:: Entries provided

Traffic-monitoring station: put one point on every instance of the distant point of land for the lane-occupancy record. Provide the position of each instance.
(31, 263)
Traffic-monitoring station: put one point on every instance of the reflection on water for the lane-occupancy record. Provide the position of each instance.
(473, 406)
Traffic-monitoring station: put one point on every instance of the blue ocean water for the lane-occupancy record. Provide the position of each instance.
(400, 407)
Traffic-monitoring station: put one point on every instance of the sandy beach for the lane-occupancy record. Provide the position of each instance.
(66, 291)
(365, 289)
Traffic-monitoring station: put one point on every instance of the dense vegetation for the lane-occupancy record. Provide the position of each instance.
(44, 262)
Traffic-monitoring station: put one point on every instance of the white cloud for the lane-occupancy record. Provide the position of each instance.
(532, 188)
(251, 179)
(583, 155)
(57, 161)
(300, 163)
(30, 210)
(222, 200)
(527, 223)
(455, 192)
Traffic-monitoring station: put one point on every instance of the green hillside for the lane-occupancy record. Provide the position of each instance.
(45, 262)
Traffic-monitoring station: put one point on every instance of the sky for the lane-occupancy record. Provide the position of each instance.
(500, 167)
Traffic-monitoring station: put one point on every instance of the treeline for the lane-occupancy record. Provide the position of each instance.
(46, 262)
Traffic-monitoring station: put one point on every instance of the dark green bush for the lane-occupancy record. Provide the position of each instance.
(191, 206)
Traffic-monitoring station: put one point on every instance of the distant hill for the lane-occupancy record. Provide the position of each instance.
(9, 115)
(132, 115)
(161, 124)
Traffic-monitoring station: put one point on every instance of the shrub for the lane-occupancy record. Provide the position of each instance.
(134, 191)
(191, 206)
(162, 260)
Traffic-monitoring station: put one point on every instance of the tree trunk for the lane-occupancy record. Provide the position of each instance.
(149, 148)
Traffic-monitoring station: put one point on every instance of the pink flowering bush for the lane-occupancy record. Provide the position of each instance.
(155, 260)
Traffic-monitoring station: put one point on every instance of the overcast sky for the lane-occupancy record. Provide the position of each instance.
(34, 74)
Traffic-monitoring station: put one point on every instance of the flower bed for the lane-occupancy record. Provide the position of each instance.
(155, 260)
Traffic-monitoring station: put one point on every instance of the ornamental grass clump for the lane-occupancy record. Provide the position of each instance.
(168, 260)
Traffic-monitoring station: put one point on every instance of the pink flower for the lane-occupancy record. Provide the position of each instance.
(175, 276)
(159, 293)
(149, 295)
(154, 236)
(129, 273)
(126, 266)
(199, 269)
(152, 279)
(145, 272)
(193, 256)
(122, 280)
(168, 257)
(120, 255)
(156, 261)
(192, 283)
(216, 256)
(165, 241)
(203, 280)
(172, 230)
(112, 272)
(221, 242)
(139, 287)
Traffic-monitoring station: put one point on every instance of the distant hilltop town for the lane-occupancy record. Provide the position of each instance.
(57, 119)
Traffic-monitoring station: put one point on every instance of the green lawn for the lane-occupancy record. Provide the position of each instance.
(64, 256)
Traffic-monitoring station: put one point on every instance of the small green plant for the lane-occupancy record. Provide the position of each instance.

::::

● **What to work on**
Starting with the line that contains "of the overcast", write out each line through the end of the listing, exactly as it appears, and include nothing else.

● **Result for this exercise**
Traffic-monitoring station: put one point on every instance of the overcast sky for the lane-occupancy record. Provide the position of each instance.
(34, 74)
Traffic-monitoring station: put one point on every instance of the flower bed for the lane-occupancy record. Provide the position of each instance.
(155, 260)
Traffic-monitoring station: put one point on every instance of the ornamental grass clump for the lane-occupancy record. Provide the position of each instance.
(168, 260)
Traffic-monitoring station: put one point on every instance of the pink flower for the lane-occupancy record. Provide the position of each instance.
(175, 276)
(159, 293)
(149, 295)
(154, 236)
(129, 273)
(126, 266)
(199, 269)
(152, 279)
(145, 272)
(193, 256)
(122, 280)
(168, 257)
(120, 255)
(156, 261)
(192, 283)
(216, 256)
(165, 241)
(203, 280)
(172, 230)
(112, 272)
(221, 242)
(139, 287)
Traffic-monitoring station: put one point on every instance of the distant hilltop town for the lane-occupancy record. Provide the position of each instance.
(57, 119)
Traffic-monitoring station: put one point on every instance of the green lawn for the lane-occupancy record. Provide the position of each instance.
(64, 256)
Traffic-monitoring station: put one point on every instance of the small green plant for the lane-occupancy record. Provide the position of each instance.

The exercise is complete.